- **Directive**:
Format every line of the entries below as a numbered list, skipping blank lines and leaving out the pictures.

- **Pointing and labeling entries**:
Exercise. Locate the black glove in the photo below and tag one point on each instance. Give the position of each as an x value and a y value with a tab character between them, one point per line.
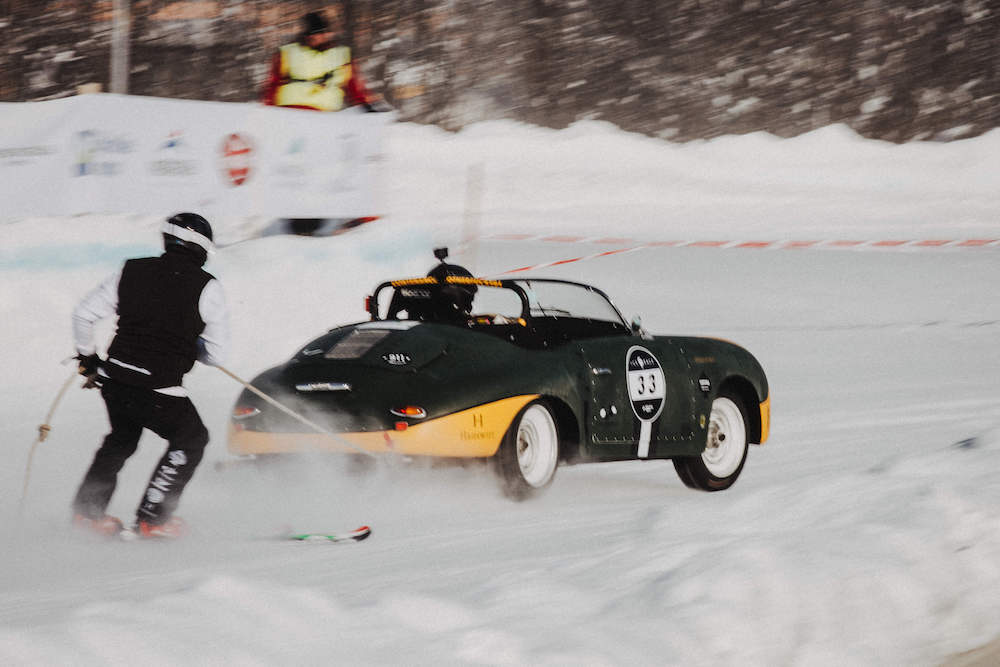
376	107
88	365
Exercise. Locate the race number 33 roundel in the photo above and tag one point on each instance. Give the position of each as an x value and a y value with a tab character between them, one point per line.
646	391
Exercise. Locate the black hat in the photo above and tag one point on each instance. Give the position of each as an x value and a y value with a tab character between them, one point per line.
314	23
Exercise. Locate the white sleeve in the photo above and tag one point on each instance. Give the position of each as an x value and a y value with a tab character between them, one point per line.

- **Exercise answer**:
1. Exercise. Locate the black glove in the photo below and tag one point on each instance. Give the position of each as an x value and a y value with a tab character between them, one point per line.
2. 376	107
3. 88	365
4. Exercise. Locate the race number 33 roundel in the photo above and tag one point on each instance. Give the position of each as an x value and a y value with a tab character between them, one point per line.
5. 646	391
6. Exercise. Locate the black hat in the photo above and tag one point on each instance. Give the position of each as an x value and a y value with a tab character between them, one point per line.
7. 314	23
8. Exercise. Locate the white sleeve in the photo above and tag one point on each instance. Give the position of each as an x value and a y value with a tab character between them, one point per line.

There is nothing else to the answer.